> Tasks to perform
1) List every knot or hitch named in the washing line discussion.
2) In the washing line discussion, what comes at the end of commercially sold plastic coated steel lines?

───── Source passage

But, as Knot4U suggests, knotting might not be the best
solution.  I've not seen what he points to, but seizing an
eye into your line should be possible, using some suitably
fine & strong material, and maybe using those same
strangle knots for the binding (with multiple wraps,
not the basic one overwrap).  This would probably be the
neatest, most material-efficient solution.


Cheers,
--dl*
====

Sweeney

  • Global Moderator
  • Sr. Member
  • *****
  • Posts: 975
Re: washing line
« Reply #3 on: May 13, 2013, 03:09:49 PM »
My wife's father was a user of plastic coated steel line until he found that the steel core is usually cheap stuff which is not even galvanised (let alone stainless) and so any crack in the plastic lets in water followed by rust followed by a sudden breakage! Commercially these lines are sold with a simple tinplate clamp and a nickel plated ring at the end similar in concept to that shown in the link by Knot4u but basically a bit of bent tin. Knots such as the double fisherman's do work but inevitably cause cracking in the plastic coating - and water ingress. I would advise against using this stuff at all but if you're stuck with it try folding the end to form a half hitch, use some insulating tape over the working end and standing part then use a strangle knot over the layers of tape to avoid biting into the plastic or holding it tightly so that it cracks at the point where the strangle knot ends. But if you value clean washing get rid!

──────────
───── Source data

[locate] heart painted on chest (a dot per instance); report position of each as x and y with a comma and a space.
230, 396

──────────

> Solutions to the exercise
1)
- strangle knot
- double fisherman's
- half hitch

2) A simple tinplate clamp and a nickel plated ring.